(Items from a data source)
^^^^^^^^^^^^^^^^

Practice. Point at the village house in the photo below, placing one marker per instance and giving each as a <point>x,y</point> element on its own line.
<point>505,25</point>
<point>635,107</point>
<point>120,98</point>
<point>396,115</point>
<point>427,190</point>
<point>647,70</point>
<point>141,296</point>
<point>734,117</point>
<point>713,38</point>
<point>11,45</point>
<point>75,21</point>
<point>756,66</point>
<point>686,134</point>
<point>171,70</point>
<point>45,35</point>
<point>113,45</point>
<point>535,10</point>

^^^^^^^^^^^^^^^^

▸ **Exercise objective**: Rewrite all the rows above as a numbered list, dropping any blank lines.

▸ **Result of this task**:
1. Practice. Point at the village house in the photo below, placing one marker per instance and giving each as a <point>x,y</point> element on its own line.
2. <point>505,25</point>
3. <point>635,107</point>
4. <point>120,98</point>
5. <point>396,115</point>
6. <point>427,190</point>
7. <point>647,70</point>
8. <point>141,296</point>
9. <point>734,117</point>
10. <point>713,38</point>
11. <point>11,45</point>
12. <point>75,21</point>
13. <point>756,66</point>
14. <point>686,134</point>
15. <point>171,70</point>
16. <point>45,35</point>
17. <point>113,45</point>
18. <point>535,10</point>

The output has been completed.